-- start ITEMS --

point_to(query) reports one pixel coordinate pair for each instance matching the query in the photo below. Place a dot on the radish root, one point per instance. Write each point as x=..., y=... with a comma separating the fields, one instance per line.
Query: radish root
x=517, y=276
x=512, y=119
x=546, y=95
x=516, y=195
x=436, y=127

-- end ITEMS --

STATED GOAL ::
Give the material again with each "radish root" swapped for "carrot", changing nothing else.

SOLUTION FOR THIS TASK ::
point_to(query) reports one pixel coordinate pair for each instance matching the query in the photo below. Place a dot on the carrot, one point per instance. Write each point as x=..., y=... with a comma separating the fields, one instance per line.
Query: carrot
x=517, y=276
x=512, y=119
x=546, y=95
x=516, y=195
x=436, y=127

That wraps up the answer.